» **ESTRATTO DOCUMENTO**
────────────────────────────────────────

COSA GRIGIA SI È MANGIATA COSA NOSTRA [I

boss più bruti sono ora sostituiti da burocrati e imprenditori in una struttura a rete. Che i soldi non li estorcono: se li fanno dare dallo Stato] –
«Abbiamo scelto di concentrare le nostre attività nel Nordest, e in particolare a Padova, perché qui il tessuto economico non è così onesto. Il margine di guadagno era buono, perché la gente non ha voglia di pagare le tasse», spiegò mesi fa, a un processo, il boss dei Casalesi Mario Crisci, “dominus” della società di recupero crediti Aspide srl. «Avevamo la disponibilità di commercialisti e notai compiacenti…», proseguì. Persone che «si occupavano della parte squisitamente contabile» ed erano utili perché «parlavano la stessa lingua» del posto. Cioè il veneto.

────────────────────────────────────────

» **VOCI DEL DATASET**
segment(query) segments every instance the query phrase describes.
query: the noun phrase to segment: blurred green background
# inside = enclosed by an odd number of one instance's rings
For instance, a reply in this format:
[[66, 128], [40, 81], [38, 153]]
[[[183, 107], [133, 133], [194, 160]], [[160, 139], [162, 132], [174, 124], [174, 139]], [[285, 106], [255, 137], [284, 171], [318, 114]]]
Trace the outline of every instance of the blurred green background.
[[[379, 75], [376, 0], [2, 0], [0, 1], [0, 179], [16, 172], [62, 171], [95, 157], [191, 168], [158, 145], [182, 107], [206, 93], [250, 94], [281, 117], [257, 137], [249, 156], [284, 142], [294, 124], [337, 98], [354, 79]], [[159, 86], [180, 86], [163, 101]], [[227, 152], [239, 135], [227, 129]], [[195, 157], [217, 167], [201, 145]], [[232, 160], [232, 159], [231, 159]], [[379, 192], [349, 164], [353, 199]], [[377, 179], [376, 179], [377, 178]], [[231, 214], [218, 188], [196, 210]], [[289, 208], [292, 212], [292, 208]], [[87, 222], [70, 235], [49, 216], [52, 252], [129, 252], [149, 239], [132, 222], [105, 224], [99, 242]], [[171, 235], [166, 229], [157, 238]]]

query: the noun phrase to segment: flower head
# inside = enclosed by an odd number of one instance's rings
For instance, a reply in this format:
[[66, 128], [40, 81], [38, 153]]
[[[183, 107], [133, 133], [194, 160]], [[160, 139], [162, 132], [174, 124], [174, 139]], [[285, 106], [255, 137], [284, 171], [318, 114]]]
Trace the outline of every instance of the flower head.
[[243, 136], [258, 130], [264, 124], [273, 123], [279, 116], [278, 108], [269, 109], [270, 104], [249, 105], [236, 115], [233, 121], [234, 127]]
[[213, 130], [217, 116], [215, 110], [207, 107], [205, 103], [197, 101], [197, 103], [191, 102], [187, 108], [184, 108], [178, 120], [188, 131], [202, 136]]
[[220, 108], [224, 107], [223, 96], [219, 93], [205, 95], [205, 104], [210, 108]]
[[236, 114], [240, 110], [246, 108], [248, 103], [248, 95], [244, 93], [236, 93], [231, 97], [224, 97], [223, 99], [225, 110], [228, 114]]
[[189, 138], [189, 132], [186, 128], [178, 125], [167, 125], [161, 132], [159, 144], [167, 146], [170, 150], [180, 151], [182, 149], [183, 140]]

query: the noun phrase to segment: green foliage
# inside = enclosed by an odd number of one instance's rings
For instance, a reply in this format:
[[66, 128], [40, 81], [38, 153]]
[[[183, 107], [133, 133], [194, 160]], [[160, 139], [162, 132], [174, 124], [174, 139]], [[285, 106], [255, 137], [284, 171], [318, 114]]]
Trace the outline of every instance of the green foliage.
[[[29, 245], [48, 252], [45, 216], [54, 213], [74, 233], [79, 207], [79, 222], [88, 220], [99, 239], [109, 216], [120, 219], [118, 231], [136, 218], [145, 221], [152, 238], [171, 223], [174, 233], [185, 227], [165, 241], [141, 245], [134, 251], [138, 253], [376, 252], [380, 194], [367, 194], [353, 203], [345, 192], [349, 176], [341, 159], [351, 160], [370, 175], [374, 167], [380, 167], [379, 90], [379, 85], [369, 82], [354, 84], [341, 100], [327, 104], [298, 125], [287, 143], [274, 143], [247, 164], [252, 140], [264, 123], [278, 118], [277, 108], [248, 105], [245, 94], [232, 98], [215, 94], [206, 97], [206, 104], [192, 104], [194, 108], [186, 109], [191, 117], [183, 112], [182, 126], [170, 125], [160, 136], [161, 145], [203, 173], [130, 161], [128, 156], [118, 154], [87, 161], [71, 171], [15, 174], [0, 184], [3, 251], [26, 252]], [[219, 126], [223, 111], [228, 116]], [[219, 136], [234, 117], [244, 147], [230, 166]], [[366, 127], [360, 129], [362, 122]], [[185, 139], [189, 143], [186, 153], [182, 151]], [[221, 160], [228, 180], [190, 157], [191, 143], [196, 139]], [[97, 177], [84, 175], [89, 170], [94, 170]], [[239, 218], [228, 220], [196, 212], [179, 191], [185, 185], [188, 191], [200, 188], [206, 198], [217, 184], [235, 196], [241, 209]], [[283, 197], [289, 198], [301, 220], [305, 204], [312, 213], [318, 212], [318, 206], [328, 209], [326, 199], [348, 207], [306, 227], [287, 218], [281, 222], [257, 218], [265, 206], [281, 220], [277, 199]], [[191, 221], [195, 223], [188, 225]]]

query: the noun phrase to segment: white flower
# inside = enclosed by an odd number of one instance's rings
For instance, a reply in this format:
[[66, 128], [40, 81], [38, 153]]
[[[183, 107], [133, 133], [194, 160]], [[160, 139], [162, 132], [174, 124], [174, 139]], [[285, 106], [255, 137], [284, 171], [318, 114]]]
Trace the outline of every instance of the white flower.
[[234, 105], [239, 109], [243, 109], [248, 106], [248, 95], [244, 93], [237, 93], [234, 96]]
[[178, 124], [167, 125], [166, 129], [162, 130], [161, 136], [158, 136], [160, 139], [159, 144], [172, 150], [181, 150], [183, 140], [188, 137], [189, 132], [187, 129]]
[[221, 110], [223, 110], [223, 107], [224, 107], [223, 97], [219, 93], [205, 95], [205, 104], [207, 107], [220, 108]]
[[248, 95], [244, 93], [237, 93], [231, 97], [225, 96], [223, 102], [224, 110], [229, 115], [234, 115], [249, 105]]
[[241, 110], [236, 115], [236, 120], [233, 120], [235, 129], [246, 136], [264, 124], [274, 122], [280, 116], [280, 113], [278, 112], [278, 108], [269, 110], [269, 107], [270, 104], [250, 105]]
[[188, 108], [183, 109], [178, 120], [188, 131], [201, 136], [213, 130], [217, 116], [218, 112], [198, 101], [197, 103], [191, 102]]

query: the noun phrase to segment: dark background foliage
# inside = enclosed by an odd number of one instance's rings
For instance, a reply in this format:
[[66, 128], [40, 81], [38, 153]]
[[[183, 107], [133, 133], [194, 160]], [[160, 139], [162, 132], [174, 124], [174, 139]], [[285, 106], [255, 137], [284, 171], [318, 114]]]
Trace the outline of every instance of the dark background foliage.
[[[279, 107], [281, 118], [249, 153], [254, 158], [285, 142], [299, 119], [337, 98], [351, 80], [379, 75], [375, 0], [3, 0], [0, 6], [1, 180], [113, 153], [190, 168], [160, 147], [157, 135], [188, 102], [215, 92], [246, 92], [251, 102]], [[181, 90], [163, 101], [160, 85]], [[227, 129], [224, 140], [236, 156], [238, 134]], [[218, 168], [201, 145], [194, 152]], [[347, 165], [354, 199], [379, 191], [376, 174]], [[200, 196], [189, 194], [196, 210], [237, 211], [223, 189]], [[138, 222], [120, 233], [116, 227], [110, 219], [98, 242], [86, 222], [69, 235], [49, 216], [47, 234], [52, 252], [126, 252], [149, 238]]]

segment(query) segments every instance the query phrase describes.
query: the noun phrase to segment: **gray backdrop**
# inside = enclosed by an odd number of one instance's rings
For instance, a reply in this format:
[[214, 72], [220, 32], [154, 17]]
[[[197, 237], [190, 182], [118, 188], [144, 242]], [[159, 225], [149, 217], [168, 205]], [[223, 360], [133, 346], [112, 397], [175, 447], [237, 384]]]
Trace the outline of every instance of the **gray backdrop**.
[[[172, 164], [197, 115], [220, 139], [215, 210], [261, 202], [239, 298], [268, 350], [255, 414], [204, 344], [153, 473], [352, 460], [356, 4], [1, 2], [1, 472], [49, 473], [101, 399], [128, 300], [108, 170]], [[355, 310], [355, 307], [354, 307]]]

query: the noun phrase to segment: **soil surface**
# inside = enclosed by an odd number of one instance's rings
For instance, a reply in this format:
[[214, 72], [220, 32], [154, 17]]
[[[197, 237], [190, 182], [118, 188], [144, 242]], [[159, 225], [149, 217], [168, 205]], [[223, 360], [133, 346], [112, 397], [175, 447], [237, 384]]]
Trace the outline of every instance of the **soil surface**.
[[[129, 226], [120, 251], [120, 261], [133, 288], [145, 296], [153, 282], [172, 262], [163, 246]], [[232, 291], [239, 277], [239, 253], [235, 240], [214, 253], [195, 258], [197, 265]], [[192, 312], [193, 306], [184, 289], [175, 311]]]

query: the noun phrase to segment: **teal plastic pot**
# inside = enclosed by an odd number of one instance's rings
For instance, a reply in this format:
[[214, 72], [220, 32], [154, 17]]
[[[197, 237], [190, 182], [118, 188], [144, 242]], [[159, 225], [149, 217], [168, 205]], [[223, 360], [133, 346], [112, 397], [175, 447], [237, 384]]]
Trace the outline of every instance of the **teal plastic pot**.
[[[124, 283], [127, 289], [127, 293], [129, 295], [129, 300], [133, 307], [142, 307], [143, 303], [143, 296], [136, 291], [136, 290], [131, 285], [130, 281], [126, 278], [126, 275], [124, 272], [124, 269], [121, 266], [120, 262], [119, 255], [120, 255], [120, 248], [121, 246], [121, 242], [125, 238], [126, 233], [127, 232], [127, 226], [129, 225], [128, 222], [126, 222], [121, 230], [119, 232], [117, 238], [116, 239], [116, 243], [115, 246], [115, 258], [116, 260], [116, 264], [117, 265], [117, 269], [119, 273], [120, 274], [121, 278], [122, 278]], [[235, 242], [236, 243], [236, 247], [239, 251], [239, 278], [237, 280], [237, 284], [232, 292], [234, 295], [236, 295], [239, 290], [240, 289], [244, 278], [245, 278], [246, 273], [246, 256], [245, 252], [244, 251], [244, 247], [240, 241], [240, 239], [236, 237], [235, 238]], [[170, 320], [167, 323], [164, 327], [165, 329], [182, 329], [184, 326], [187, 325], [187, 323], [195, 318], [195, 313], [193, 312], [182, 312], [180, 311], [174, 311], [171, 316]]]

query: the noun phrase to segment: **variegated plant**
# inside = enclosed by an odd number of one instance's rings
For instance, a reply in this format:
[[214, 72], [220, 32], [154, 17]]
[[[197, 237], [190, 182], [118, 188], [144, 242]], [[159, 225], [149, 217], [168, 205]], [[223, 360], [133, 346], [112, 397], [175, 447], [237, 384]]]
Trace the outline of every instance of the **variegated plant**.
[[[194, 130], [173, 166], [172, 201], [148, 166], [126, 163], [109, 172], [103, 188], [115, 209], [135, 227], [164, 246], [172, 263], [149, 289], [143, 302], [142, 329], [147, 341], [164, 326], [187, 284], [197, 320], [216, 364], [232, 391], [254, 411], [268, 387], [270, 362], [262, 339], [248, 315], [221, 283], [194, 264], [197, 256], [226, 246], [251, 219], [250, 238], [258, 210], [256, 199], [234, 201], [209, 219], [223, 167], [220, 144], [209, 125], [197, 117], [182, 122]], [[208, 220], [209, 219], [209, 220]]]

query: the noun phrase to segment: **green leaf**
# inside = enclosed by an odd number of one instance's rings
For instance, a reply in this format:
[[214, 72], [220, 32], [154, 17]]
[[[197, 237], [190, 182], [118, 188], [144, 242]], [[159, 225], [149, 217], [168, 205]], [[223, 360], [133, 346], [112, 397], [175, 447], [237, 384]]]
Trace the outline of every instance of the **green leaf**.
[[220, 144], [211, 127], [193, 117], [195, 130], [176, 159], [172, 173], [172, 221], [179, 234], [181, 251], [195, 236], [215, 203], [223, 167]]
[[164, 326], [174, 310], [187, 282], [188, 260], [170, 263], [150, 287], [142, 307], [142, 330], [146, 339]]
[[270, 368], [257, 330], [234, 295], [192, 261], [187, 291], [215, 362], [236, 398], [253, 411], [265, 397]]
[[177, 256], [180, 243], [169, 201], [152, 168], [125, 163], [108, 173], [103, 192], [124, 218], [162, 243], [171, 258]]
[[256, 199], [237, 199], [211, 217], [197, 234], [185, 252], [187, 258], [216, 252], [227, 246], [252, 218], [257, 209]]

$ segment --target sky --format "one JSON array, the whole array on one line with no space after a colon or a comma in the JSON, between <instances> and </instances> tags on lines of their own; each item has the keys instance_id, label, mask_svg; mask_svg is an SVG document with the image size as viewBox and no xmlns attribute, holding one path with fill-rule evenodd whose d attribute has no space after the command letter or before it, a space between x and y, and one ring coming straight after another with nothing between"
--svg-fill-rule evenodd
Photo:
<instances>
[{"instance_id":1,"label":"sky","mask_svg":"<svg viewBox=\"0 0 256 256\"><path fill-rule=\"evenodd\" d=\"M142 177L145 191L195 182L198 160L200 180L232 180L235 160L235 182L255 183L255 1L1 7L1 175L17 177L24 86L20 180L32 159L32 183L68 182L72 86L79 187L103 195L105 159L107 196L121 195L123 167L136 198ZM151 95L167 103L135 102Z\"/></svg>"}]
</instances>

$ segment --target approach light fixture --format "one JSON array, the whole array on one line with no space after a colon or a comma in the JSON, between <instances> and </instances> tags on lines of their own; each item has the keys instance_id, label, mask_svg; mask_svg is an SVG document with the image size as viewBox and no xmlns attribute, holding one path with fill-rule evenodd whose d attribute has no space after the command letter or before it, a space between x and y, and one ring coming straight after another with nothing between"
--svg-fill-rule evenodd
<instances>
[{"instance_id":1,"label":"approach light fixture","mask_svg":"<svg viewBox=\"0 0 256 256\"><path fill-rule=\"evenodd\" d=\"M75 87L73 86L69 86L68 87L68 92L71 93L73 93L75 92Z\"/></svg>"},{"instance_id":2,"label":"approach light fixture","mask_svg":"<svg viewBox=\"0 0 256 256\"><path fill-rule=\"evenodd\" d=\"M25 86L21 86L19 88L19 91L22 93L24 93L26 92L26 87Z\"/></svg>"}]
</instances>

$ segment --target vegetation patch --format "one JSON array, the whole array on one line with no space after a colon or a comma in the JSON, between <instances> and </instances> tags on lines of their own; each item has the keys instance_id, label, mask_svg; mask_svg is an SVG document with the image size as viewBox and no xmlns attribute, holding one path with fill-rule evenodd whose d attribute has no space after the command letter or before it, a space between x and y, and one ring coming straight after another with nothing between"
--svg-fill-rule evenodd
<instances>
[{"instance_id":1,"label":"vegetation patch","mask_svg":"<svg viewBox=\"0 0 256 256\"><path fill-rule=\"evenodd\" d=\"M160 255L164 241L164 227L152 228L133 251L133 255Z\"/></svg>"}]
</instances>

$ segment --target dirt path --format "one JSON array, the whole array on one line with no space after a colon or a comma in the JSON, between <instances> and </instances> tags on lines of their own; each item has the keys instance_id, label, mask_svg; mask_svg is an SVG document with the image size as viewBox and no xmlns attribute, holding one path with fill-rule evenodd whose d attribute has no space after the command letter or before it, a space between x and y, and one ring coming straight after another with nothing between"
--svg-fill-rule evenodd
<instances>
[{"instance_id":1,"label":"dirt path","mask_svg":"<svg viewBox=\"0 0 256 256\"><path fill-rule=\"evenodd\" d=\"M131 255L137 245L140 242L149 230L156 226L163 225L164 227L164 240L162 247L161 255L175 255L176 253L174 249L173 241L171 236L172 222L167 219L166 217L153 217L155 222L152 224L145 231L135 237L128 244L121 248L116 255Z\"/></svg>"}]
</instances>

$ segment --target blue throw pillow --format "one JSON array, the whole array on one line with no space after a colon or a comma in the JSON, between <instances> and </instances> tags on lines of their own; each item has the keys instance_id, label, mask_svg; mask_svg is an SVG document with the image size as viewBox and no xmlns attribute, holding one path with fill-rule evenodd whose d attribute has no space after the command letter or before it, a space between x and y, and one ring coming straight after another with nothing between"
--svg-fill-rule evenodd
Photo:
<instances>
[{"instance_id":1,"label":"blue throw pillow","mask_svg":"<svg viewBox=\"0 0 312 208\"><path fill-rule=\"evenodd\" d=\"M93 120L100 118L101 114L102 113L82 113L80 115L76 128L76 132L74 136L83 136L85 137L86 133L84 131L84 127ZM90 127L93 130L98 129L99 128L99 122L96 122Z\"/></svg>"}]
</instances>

────────────────────────────────────────

» **DESCRIZIONE COMPITO**
Restituisci, copiato senza alcuna modifica, il tratto del brano sulle infiltrazioni mafiose a Padova che va da "boss più bruti" fino a "Cioè il veneto.".

» **RISPOSTA**
boss più bruti sono ora sostituiti da burocrati e imprenditori in una struttura a rete. Che i soldi non li estorcono: se li fanno dare dallo Stato] –
«Abbiamo scelto di concentrare le nostre attività nel Nordest, e in particolare a Padova, perché qui il tessuto economico non è così onesto. Il margine di guadagno era buono, perché la gente non ha voglia di pagare le tasse», spiegò mesi fa, a un processo, il boss dei Casalesi Mario Crisci, “dominus” della società di recupero crediti Aspide srl. «Avevamo la disponibilità di commercialisti e notai compiacenti…», proseguì. Persone che «si occupavano della parte squisitamente contabile» ed erano utili perché «parlavano la stessa lingua» del posto. Cioè il veneto.